TASK INSTRUCTIONS
Please return every one of the entries below word for word, keeping them in the same order.

====

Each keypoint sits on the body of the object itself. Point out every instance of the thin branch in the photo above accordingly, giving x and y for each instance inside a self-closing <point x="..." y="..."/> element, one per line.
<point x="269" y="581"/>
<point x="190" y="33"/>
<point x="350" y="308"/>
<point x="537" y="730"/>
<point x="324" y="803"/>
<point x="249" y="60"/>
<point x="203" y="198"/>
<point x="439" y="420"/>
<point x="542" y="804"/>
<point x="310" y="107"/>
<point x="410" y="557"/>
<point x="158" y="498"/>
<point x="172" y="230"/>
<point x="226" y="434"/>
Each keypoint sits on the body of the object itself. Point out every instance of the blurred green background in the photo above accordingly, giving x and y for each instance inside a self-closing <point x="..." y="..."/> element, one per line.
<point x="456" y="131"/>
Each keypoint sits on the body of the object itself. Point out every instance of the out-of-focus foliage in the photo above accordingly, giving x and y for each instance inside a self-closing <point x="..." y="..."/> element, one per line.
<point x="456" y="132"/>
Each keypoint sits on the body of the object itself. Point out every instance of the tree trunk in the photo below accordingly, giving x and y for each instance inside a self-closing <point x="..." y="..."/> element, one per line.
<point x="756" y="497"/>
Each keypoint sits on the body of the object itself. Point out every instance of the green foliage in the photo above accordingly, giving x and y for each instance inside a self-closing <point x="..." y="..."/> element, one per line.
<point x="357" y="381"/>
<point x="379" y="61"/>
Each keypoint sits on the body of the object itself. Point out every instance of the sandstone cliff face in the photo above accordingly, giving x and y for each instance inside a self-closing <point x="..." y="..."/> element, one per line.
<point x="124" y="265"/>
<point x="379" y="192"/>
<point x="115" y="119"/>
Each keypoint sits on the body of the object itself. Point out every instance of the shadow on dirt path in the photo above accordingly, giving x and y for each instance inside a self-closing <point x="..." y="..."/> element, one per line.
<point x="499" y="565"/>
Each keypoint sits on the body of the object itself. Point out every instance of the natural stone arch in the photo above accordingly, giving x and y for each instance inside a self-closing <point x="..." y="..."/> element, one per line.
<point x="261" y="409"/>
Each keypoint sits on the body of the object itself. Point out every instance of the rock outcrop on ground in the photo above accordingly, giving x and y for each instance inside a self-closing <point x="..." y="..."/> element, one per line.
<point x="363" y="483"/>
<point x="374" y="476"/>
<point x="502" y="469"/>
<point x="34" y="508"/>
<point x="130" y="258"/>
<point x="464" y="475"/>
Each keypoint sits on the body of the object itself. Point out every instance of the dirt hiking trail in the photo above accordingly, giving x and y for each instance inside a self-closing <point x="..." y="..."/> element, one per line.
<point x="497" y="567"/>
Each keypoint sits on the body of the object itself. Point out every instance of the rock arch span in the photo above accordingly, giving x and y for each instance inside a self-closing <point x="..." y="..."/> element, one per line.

====

RESULT
Each keypoint sits on the body of the object itself. Point out every instance of the thin branch in the photo above accordingly, giving x and y for each instance inside a self-closing <point x="..." y="..."/> element, one per line.
<point x="269" y="581"/>
<point x="190" y="33"/>
<point x="350" y="308"/>
<point x="537" y="730"/>
<point x="324" y="803"/>
<point x="249" y="60"/>
<point x="203" y="198"/>
<point x="439" y="420"/>
<point x="542" y="804"/>
<point x="310" y="107"/>
<point x="410" y="557"/>
<point x="158" y="498"/>
<point x="172" y="230"/>
<point x="226" y="434"/>
Each keypoint sits on the body of the object itself. Point out every instance of the blurred green background in the photo above accordingly, giving x and y for each instance inside a self-closing <point x="..." y="..."/> element, one per line.
<point x="456" y="131"/>
Each keypoint sits on the body of the object itself. Point out every instance of the out-of-focus foliage in the photo above accordingly, giving x and y for each instance inside a self-closing <point x="..." y="..."/> element, one per line.
<point x="456" y="132"/>
Each keypoint sits on the body of the object itself. Point out every instance of the tree trunk in the photo below accordingly, giving x and y for each instance inside a self-closing <point x="..." y="..."/> element, one per line.
<point x="756" y="497"/>
Each keypoint sits on the body of the object itself. Point out every instance of the green foliage in the photo above accordingly, giving x and y for each instance inside a self-closing <point x="..." y="..."/> element, one per line.
<point x="357" y="381"/>
<point x="379" y="61"/>
Each keypoint sits on the body of the object itself. Point out every instance of the sandstone cliff face in the photo above accordingly, giving x and y for each instance inside a self-closing <point x="..." y="..."/> element, one per line.
<point x="124" y="265"/>
<point x="379" y="192"/>
<point x="115" y="119"/>
Each keypoint sits on the body of the object itself. Point out every instance of the shadow on dirt path in the photo above accordingly, giving x and y for each instance inside a self-closing <point x="..." y="..."/> element, one per line.
<point x="499" y="565"/>
Each keypoint sits on the body of the object itself. Point out every instance of the natural stone arch in the photo above accordingly, giving x and y for each instance inside a self-closing <point x="..." y="..."/> element, one per line.
<point x="261" y="409"/>
Each keypoint sits on the body of the object itself. Point out every instance of the rock outcrop on ground in the photo above accordingly, giving x and y for each instance inside a self-closing <point x="..." y="..."/> element, one per line.
<point x="363" y="483"/>
<point x="374" y="476"/>
<point x="502" y="469"/>
<point x="34" y="508"/>
<point x="130" y="258"/>
<point x="464" y="475"/>
Each keypoint sits on the body of the object itself. Point out every instance of the dirt hiking trail in the photo above accordingly, giving x and y for each instance inside a self-closing <point x="..." y="..."/> element, one per line.
<point x="497" y="567"/>
Each keypoint sits on the body of the object itself. Point out every instance of the rock arch span in the photo above accordingly, giving x and y for each instance inside a self-closing <point x="..." y="..."/> element, one per line.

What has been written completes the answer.